::: Listed entries
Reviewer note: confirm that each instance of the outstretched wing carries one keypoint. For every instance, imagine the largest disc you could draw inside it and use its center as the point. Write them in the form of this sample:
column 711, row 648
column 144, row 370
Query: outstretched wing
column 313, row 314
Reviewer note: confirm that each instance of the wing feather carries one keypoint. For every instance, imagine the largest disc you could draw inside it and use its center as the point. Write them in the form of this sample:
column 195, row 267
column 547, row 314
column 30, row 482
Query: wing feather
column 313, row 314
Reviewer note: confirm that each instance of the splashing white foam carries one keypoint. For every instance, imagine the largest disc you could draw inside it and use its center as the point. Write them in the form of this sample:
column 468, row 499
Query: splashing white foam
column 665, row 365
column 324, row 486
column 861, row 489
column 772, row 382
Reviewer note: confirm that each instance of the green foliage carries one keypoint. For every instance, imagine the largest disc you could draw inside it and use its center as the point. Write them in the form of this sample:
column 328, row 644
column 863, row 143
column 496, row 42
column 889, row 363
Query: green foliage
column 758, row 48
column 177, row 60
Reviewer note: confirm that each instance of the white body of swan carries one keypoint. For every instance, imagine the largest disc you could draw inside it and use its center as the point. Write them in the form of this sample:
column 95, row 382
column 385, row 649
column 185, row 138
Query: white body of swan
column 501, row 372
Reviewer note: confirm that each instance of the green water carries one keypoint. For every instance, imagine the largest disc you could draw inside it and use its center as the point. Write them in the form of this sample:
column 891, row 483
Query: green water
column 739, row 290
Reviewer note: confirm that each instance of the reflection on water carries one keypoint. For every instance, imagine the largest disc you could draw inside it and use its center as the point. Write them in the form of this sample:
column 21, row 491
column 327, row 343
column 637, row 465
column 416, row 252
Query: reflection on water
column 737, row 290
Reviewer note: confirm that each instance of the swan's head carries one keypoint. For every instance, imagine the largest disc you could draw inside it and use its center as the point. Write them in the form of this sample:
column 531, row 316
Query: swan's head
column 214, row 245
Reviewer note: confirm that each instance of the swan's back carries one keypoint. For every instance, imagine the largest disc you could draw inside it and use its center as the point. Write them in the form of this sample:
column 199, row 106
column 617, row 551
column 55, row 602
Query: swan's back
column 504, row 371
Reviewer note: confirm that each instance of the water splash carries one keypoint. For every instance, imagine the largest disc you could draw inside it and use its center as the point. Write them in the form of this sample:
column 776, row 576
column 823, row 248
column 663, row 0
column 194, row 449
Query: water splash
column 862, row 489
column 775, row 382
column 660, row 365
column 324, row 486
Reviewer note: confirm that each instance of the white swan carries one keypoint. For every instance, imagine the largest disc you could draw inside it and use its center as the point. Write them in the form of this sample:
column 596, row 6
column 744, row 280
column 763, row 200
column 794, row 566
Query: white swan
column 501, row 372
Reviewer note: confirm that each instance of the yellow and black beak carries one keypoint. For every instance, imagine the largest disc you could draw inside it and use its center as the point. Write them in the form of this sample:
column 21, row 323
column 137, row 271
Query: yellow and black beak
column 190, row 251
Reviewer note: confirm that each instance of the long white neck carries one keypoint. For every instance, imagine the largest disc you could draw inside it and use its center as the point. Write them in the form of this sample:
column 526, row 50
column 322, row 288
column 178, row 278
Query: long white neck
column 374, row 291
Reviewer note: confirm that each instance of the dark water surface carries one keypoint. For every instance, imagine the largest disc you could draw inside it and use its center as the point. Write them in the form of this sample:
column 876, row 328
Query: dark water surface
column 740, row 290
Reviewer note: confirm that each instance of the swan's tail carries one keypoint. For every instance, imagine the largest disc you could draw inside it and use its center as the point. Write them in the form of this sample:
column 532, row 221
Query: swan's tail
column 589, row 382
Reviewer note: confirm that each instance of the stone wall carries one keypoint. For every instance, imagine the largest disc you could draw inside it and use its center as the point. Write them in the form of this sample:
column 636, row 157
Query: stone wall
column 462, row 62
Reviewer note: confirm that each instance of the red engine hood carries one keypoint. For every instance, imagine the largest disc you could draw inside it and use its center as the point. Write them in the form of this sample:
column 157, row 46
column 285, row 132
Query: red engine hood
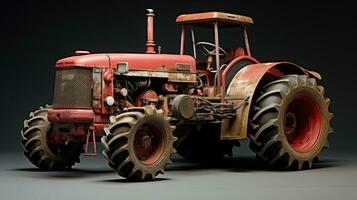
::::::
Output each record above exactly as written. Skip any pictures.

◆ **Solution for this problem**
Reviewer note: confirm that each instance of the outstretched wing carries one keypoint. For every instance, imagine the largest disc you could draw inside it and use its center as the point. Write them in the form of this sample:
column 711, row 648
column 144, row 370
Query: outstretched wing
column 313, row 314
Reviewer note: confirm that each instance of the wing feather carries one keypoint. For every instance, imagine the largest disc you could draw inside it and use its center as the point. Write them in the form of this sample:
column 195, row 267
column 547, row 314
column 30, row 482
Query: wing feather
column 313, row 314
Reviewer note: confirm that each instance of the splashing white foam carries one keypoint. For every instance, imagine the largest disc you could draw inside it and use its center as the point. Write them in the form of this sample:
column 468, row 499
Query: splashing white foam
column 665, row 365
column 324, row 486
column 861, row 489
column 772, row 382
Reviewer note: confirm that each instance of the green foliage carries one keypoint. For every instance, imagine the largest disc you could draw inside it and use its center as the point. Write them in the form of this sample:
column 328, row 644
column 863, row 143
column 496, row 42
column 889, row 363
Query: green foliage
column 758, row 48
column 177, row 60
Reviewer note: confirm that each instance of the white body of swan carries one keypoint. For every instance, imagine the largest disc you could draw inside it and use its center as the point. Write them in the form of this sample:
column 95, row 382
column 385, row 649
column 185, row 138
Query: white body of swan
column 501, row 372
Reviewer note: confirm that each instance of the green water carries one keypoint. For every instance, imagine the largest disc you could draw inside it and use its center as the point. Write them in the form of this sample:
column 891, row 483
Query: green water
column 739, row 290
Reviewer note: confirm that each instance of the reflection on water carries one keypoint. For every instance, imagine the largest disc you could draw inside it and use its center as the point. Write them in the form of this sample:
column 21, row 491
column 327, row 343
column 637, row 465
column 416, row 252
Query: reflection on water
column 737, row 290
Reviewer note: confirm that each instance of the swan's head carries one keypoint. For every instance, imagine the largest disc you could draw inside it and use its center as the point. Write them in the form of this sample:
column 531, row 316
Query: swan's head
column 214, row 245
Reviewer note: confirm that each instance of the swan's back carries one keypoint. For every instance, imagine the largest disc you could draw inside it and use its center as the point. Write them in the form of this sample:
column 199, row 106
column 617, row 551
column 55, row 602
Query: swan's back
column 504, row 371
Reviewer note: confirm that each instance of the water splash carries one keypoint. For every instance, imagine the largest disc you could draw inside it and use its center as the point. Write them in the form of this sample:
column 776, row 576
column 823, row 248
column 663, row 0
column 194, row 449
Query: water splash
column 862, row 489
column 775, row 382
column 660, row 365
column 324, row 486
Reviewer note: confirm that each instance of the white swan carries one keypoint. For every instance, imagine the largest disc you could draw inside it and use its center as the point. Write them in the form of this sample:
column 596, row 6
column 744, row 280
column 763, row 200
column 794, row 566
Query: white swan
column 501, row 372
Reviewer note: confirm that each instance of the yellow and black beak carries one keypoint. For every instance, imagine the largest disc you could draw inside it and use its center as the point. Write them in the form of this sample:
column 21, row 323
column 137, row 271
Query: yellow and black beak
column 190, row 251
Reviewer note: confirm that each instance of the long white neck carries one keypoint. For every instance, imagine the largest disc you could draw inside it and use its center as the point. Write them in the form of this sample:
column 526, row 50
column 322, row 288
column 178, row 278
Query: long white neck
column 374, row 291
Reviewer note: confirm that each instance of the dark water surface carries one keypoint. For every instance, imagine the largest disc you could draw inside it and use its center as the point. Write them in the form of this sample:
column 876, row 328
Query: dark water surface
column 740, row 290
Reviewer note: confirm that each instance of the swan's tail carries one keypoint. For every instance, imagine the largest disc you could draw inside it and use its center as the point. Write them in the form of this sample:
column 532, row 221
Query: swan's tail
column 589, row 382
Reviewer note: confirm that each instance of the stone wall carries one keypoint. For every instance, imagine the largest disc you could draw inside it and use its center as the point. Write them in the form of this sample:
column 636, row 157
Query: stone wall
column 462, row 62
Reviewer note: confirm that each instance of the red engine hood carries one keypoint. For every instance, imagine the largest disc you could draw inside it and use its center as the point. Write them in the form of this sample:
column 157, row 46
column 285, row 132
Query: red engine hood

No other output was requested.